---------- Selected excerpt

In his blog, Wilcox indicated that this may not be the first time we've seen such problems in recent history, pointing to the problems experienced by Microsoft SharePoint customers back in November 2003. According to Microsoft, the problem that affected installations of SharePoint Services on 24 November were due to "code that verifies the signatures of the dynamic-link libraries (DLL) that are installed with Windows SharePoint Services." At the time Microsoft said this was due to an error in the verification algorithm that did not permit the signatures of the DLLs to be verified, but as Wilcox noted after some poking around, certificates issued for Microsoft for the purpose of code signing expired on 24 November, exactly the same time as SharePoint Service decided it no longer wanted to be installed.

Obviously, Microsoft, Symantec, Java writers, online banks, and managers of ERP systems all need to be more proactive about certificates. I'd like to imagine that both Microsoft and Symantec have learnt their lessons. But the onus must really fall on those organisations who want to be the most trusted of the trusted. Remember, nobody issues certificates to VeriSign -- it issues its own, indicating that we should trust it implicitly. Trust is something that has to be earned, and the only way to do that is to be open. Next time, VeriSign needs to be even more proactive, and work with its partners and customers ahead of time. Just like we all did with Y2K.

--------------------
---------- Entries supplied

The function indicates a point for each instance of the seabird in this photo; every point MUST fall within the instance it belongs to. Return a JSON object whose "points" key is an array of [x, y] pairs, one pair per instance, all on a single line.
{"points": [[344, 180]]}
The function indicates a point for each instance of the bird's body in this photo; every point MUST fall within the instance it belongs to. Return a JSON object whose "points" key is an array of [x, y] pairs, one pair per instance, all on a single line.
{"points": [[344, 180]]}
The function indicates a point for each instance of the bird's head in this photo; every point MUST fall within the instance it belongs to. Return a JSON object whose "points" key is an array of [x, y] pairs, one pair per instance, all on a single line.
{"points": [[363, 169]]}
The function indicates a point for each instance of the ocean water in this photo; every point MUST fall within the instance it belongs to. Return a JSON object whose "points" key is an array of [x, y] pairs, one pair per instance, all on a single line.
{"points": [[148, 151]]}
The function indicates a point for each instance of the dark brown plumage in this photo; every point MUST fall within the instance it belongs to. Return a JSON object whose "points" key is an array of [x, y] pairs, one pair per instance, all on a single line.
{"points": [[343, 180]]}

--------------------

▶ Set of tasks
[1] Answer these questions about the certificate-expiry excerpt:
(a) On what date did the SharePoint Services installation problem occur?
(b) Who issues VeriSign's certificates?
(c) What earlier effort does the text say VeriSign should follow in working with partners and customers ahead of time?
[2] Update the records from the line containing "The function indicates a point for each instance of the ocean" through the end of the records by replacing "single line" with "one line". Return only those lines, with nothing else changed.
The text has no connection to the records.

▶ Full solutions
[1]
(a) 24 November 2003.
(b) VeriSign issues its own; nobody issues certificates to VeriSign.
(c) Y2K.

[2]
The function indicates a point for each instance of the ocean water in this photo; every point MUST fall within the instance it belongs to. Return a JSON object whose "points" key is an array of [x, y] pairs, one pair per instance, all on a one line.
{"points": [[148, 151]]}
The function indicates a point for each instance of the dark brown plumage in this photo; every point MUST fall within the instance it belongs to. Return a JSON object whose "points" key is an array of [x, y] pairs, one pair per instance, all on a one line.
{"points": [[343, 180]]}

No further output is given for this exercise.